• [Instructions to follow]:
Replace "Pinpoint every instance of" with "Find all occurrences of" throughout the material below. Reproduce the material with every other word unchanged.
— Start Data records —
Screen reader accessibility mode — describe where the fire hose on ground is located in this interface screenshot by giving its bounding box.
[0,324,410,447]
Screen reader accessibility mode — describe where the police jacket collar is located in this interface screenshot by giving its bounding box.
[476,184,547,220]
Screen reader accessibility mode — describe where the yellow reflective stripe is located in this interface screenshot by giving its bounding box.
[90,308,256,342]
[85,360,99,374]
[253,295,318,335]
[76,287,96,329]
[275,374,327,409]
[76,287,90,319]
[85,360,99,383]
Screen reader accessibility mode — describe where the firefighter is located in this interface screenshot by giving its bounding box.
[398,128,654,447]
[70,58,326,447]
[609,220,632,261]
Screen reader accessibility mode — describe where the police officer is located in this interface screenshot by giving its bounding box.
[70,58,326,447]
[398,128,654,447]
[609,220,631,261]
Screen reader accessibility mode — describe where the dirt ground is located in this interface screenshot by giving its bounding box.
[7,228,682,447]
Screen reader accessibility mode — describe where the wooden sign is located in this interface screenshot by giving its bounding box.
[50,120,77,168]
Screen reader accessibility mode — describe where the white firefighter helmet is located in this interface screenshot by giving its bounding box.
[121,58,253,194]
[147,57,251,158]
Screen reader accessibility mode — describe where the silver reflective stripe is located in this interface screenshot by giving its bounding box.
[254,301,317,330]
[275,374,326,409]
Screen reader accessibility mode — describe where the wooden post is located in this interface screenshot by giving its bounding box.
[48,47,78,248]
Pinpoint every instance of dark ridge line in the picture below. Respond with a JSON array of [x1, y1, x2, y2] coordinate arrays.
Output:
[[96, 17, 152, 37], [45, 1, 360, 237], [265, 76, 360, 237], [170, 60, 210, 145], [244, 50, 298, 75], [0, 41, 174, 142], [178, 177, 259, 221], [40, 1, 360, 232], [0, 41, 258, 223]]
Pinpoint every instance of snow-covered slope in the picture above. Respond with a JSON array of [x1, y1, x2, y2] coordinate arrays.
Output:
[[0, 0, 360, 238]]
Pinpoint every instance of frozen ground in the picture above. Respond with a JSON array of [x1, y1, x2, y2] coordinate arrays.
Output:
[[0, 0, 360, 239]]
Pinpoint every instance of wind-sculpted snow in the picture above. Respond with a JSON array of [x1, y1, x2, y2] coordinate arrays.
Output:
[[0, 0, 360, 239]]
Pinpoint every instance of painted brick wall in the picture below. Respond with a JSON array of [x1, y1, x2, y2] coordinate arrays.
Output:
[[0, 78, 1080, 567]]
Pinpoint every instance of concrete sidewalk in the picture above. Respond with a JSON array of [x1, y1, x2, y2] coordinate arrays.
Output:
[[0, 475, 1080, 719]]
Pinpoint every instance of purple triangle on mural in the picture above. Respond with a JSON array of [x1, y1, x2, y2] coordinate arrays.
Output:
— End Data records —
• [Written solution]:
Screen reader accessibility mode — describe where the fire hose on ground is located in this interface screenshot by giving its bounding box.
[0,324,410,447]
Screen reader accessibility mode — describe where the police jacket collar is located in this interface screenshot by giving its bounding box.
[476,184,547,220]
Screen reader accessibility mode — describe where the yellow reflective stripe is located in this interface screenshot by giving its bounding box.
[90,308,256,342]
[85,360,99,374]
[253,295,318,335]
[76,287,96,329]
[275,374,327,409]
[76,287,90,319]
[85,360,99,383]
Screen reader accessibility mode — describe where the firefighter is located in this interface screenshot by giving its bounding box.
[398,128,654,447]
[70,58,326,447]
[609,220,632,261]
Screen reader accessibility mode — describe where the police officer is located in this interface screenshot by giving its bounding box.
[70,58,326,447]
[398,128,654,447]
[609,220,631,261]
Screen reader accessibility mode — describe where the dirt ground is located in this interface screenshot by giving its bounding box.
[7,228,682,447]
Screen reader accessibility mode — describe where the wooden sign is located in this interface screenshot by giving its bounding box.
[50,120,77,168]
Screen reader accessibility mode — describe where the white firefighter helmet is located in this interface screenshot by giving its bounding box.
[121,58,253,194]
[147,57,251,158]
Screen reader accessibility mode — describe where the silver reflective stripe is located in this interface screenshot by giving its bounding box.
[254,301,317,330]
[275,374,326,409]
Screen reader accessibility mode — describe where the wooden post is located in this interface screenshot by giving its bounding box.
[48,47,78,248]
Find all occurrences of dark ridge line in the picture below. Respond with a JSON array of [x1, y1, x2, y2] coordinate arrays.
Output:
[[96, 17, 152, 37], [45, 1, 360, 237], [265, 76, 360, 237], [170, 60, 210, 145], [244, 50, 298, 75], [0, 41, 174, 142], [178, 177, 259, 221], [40, 1, 360, 232], [0, 41, 258, 223]]
Find all occurrences of snow-covered slope in the picture above. Respond with a JSON array of [x1, y1, x2, y2] coordinate arrays.
Output:
[[0, 0, 360, 238]]
Find all occurrences of frozen ground in the picture above. Respond with a JSON array of [x1, y1, x2, y2] coordinate arrays.
Output:
[[0, 0, 360, 239]]
Find all occurrences of wind-sculpted snow in the picture above. Respond with a JSON array of [x1, y1, x2, y2] coordinate arrays.
Output:
[[0, 0, 360, 239]]
Find all occurrences of painted brick wall in the picture below. Respond with a JSON array of [x1, y1, x2, y2] coordinate arrays.
Output:
[[0, 78, 1080, 567]]
Find all occurrences of concrete sidewalk in the picture above. Respond with a JSON array of [x1, y1, x2, y2] coordinate arrays.
Output:
[[0, 475, 1080, 719]]
Find all occurrences of purple triangle on mural in the picture above. Respond with a JSON array of [x1, y1, x2, y2] coordinate arrays.
Output:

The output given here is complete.